■ Text block
Why Glenn Frey's death shakes us
By Marc Eliot?Updated 11:31 AM ET, Tue January 19, 2016

(CNN)—The passing of Glenn Frey both recalls and closes the book on one of rock's most celebrated rock 'n' roll songwriting teams, but for many of us it also signals something more personal: the passing of a time when the Eagles' "Hotel California" was the anthem for the youth of America in the '70s -- the way Beatles music was for the children of the '60s.

For people who came up in that time, the death of Frey -- and earlier this month the death of David Bowie -- comes as a reality check, a resounding reminder that the days of "Take it Easy" and the promise of "One of these Nights" are long behind us.

Instead, music, the blood of our youth, has somehow been replaced by mortgages, credit cards, spouses, children, divorces, alimony, expanding waistlines and diminished dreams. Some of us may feel like an oldies act, but Glenn Frey never became one.

Formed in 1970 at the front bar of L.A.'s legendary Troubadour nightspot, the duo of Frey and Don Henley united to be part of the backup band for Linda Ronstadt at a Disneyland engagement. It was the nucleus of what would become the Eagles, the hugely influential band that introduced the "L.A. sound" to the world—and whose album "Eagles: Their Greatest Hits 1971-1975" still holds the record as bestselling album of the 20th century by a group.

Henley brought a Texas-style country sound to the band, but it was tempered and made more sophisticated by Frey, who gave it its essential urban rhythms. Frey was born in Detroit and raised in the nearby suburb of Royal Oak, Michigan. (None of the Eagles were, in fact, from Los Angeles.)

An Eagle gets started

While still a teenager, Frey became a local sought-after studio musician, and in 1966 had his first exposure to greatness, playing for one of Detroit's own, Bob Seger, who was at the time one of the hottest acts in the world, one of the first to spot young Frey's abilities as a rhythm guitarist and lead singer.

A few years later, in Los Angeles when the Eagles first played together, they were mostly a derivative band, using material from Jackson Browne, J.D. Souther, Jack Tempchin and Tom Waits to help them find their way. (Like the Beatles, Henley and Frey relied on the music of others to learn how to make their own.)

It took Elliot Roberts and David Geffen, a couple of young and ambitious former William Morris agents who formed the record label Asylum, to push the Eagles into the mainstream with their debut album. Their mellow, West Coast "country rock" cool defined mainstream American popular music in the '70s and has been lodged in car radios across America ever since.

■ Exercise details
Carry on the article about Glenn Frey and the Eagles, starting after its last sentence.

■ Record list
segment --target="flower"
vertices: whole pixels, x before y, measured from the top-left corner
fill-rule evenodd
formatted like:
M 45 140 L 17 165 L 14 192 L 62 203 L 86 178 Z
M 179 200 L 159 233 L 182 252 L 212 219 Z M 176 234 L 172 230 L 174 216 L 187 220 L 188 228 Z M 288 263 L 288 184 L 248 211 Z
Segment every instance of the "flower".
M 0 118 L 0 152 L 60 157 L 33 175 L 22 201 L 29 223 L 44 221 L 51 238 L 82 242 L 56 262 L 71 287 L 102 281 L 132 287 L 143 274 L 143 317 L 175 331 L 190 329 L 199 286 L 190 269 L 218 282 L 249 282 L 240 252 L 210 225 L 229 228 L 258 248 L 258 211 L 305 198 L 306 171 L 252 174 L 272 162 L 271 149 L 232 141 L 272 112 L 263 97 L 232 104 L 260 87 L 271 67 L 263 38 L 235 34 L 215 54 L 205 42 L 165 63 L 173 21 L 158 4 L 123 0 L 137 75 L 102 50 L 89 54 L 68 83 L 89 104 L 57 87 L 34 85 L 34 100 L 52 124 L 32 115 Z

■ Result of this task
The album had three top 10 singles. One of them, "Take it Easy," co-authored by Frey and Browne, pretty much said everything you need to know about the vibe. It was followed up a year later with the less successful "Desperado" before the Eagles took a more rocking direction.

'Hotel California' speaks to generation

But it was "Hotel California," released in 1975, that made them a worldwide sensation. The album's opening track of the same name, co-written by Frey, was the clarion call for the Eagles the way "Sgt. Pepper's Lonely Hearts Club Band" had been for the Beatles: It described both the band's self-destruction by excess, its awareness of that self-destruction and its inability to stop it. ("You can check out any time, but you can never leave. ...")

It was "Hotel California" that internalized all the angst of the times, trading in the '60s -- Vietnam, student unrest, turning on and dropping out -- for a weary age of tuning in and getting laid, its lead character moaning about not having the spirit of 1969 in the air anymore.

This introspection was what separated and elevated the Eagles from all the other American bands, and it was Frey who was key to it. The only thing he cared about was the hot-rush politics of romance, while Henley wanted the band to be more relevant, to put a cool contemporary voice to the romance of politics.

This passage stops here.